EXERCISE TEXT.
'''
A new report released by the New York City Independent Budget Office (IBO) showed how school retention rates for students generally increased in during the COVID-19 pandemic.
Student retention is determined by how many students return to school in the following year, as well as how many new students enroll. While the overall decline in enrollment during the peak of the pandemic was reported nationally, IBO found in the report released March. 1, that enrollment and retention rates weren’t quite as dramatic as reported.
“Basically there were reports and news articles about the fact that there were students who were leaving the public school system and we wanted to look at our numbers to see whether or not that really was happening,” said Sarita Subramanian, the Assistant Director of Education at IBO in an interview with amNew York Metro on Wednesday. “So when we looked initially, as the report showed, we looked at the share of students who attended school in the 2019-2020 year and then returned in what we call the COVID-19 school year, 2020-2021 and we actually found that there was a slight increase in the retention rate overall.”
In the report the IBO examined the citywide retention rate during the pandemic, using a number of methodologies to determine the retention rates of children pre-k to 11th grade (excluding data from the 12th grade as it is expected these students will graduate or otherwise leave the school system).
“The overall retention rate for traditional (non-charter) public schools remained relatively unchanged during the COVID pandemic: increasing ever so slightly from 92.4 percent in the pre-COVID year to 92.6 percent retained from the 2019-2020 to the 2020-2021 school year,” the report stated. “This rather steady rate, however, masks considerable variation by grade. The drop was sharpest for students moving from pre-K to kindergarten—the pre-COVID retention rate was 82.0 percent compared with 78 .3 percent for the students retained in the 2020-2021 school year. Kindergarten through second grade also experienced declines. Conversely, there was an increase in student retention for high school grades. The number of 10th graders that returned for that year, for example, increased from 92.2 percent in the pre-COVID school year to 95.0 percent.”
IBO also examined retention rates by using various student demographics including family income, race, housing stability and other factors.
“Among traditional public school students, we found that Black and Hispanic students, low-income students, and students in temporary housing experienced increased retention rates, particularly in high school grades,” the report continued. “There were decreases in the retention rate for pre-K students across all demographics in traditional public schools, with the largest declines for white students, higher-income students, students without disabilities, and non-ELL (English Language Learners) students.”
“I think [the report] is important as an indication of how many students are progressing in the school system,” said Subramanian. “It is one important piece of the enrollment story; students who return the next year and students who are newly enrolled.”
'''
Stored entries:
'''
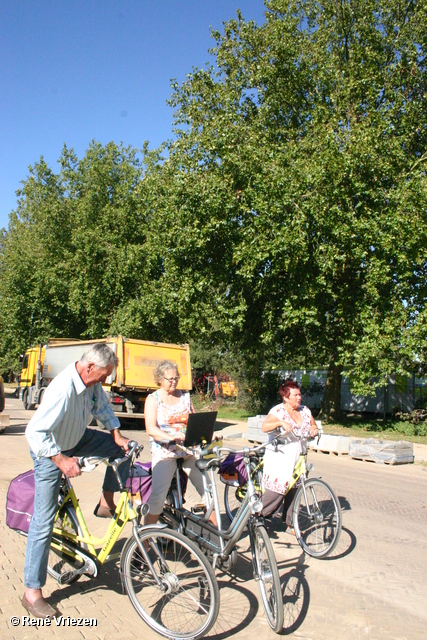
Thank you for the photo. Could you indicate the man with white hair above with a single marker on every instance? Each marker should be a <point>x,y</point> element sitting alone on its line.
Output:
<point>58,435</point>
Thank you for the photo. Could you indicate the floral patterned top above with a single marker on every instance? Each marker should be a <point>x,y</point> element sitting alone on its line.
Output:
<point>167,418</point>
<point>302,430</point>
<point>279,464</point>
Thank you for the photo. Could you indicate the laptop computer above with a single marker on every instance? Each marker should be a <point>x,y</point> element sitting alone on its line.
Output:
<point>200,428</point>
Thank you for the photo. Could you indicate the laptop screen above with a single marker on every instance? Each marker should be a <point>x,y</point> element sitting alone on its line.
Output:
<point>200,428</point>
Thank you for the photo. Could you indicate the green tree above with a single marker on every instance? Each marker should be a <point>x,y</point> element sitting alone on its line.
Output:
<point>293,202</point>
<point>74,260</point>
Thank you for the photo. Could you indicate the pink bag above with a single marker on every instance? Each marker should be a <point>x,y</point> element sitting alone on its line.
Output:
<point>20,502</point>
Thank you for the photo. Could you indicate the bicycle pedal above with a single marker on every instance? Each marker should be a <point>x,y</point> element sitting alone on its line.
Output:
<point>198,509</point>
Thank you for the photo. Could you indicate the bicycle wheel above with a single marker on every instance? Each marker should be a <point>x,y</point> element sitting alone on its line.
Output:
<point>268,578</point>
<point>234,496</point>
<point>186,602</point>
<point>317,518</point>
<point>59,562</point>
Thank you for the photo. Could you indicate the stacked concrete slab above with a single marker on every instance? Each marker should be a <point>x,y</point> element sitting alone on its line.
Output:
<point>385,452</point>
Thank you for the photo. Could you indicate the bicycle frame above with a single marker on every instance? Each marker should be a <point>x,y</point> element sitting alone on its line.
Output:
<point>220,543</point>
<point>124,513</point>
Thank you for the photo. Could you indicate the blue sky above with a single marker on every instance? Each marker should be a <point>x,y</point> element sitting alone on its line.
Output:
<point>73,71</point>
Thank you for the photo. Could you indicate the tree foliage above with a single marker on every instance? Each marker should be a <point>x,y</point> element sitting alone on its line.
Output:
<point>297,204</point>
<point>287,223</point>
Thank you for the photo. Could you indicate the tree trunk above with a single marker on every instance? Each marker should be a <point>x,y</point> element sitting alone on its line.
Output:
<point>331,403</point>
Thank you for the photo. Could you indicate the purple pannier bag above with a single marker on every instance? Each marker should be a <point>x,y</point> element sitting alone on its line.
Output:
<point>20,502</point>
<point>233,470</point>
<point>141,481</point>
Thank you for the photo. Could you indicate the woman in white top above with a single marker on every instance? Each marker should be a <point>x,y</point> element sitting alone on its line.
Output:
<point>288,416</point>
<point>166,415</point>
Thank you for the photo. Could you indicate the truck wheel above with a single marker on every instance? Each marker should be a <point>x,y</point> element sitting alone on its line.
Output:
<point>25,400</point>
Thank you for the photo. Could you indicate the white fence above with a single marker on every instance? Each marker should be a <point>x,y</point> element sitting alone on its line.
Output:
<point>406,393</point>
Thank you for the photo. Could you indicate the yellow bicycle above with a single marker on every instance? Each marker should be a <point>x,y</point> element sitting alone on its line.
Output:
<point>316,513</point>
<point>168,579</point>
'''
USING THE INFORMATION.
1. According to the article, which four groups of traditional public school students had the largest declines in pre-K retention?
2. Please decide whether each statement agrees with the article, answering yes or no and quoting the words that settle it: (a) The share of 10th graders who returned rose from 92.2 percent to 95.0 percent. (b) The IBO included 12th graders when calculating retention rates. (c) Retention rates for kindergarten through second grade went up during the pandemic.
3. What position does Sarita Subramanian hold at IBO, according to the article?

REPLIES.
1. White students, higher-income students, students without disabilities, and non-ELL (English Language Learners) students.

2.
(a) Yes: "The number of 10th graders that returned for that year, for example, increased from 92.2 percent in the pre-COVID school year to 95.0 percent."
(b) No: "excluding data from the 12th grade as it is expected these students will graduate or otherwise leave the school system"
(c) No: "Kindergarten through second grade also experienced declines."

3. She is the Assistant Director of Education at IBO.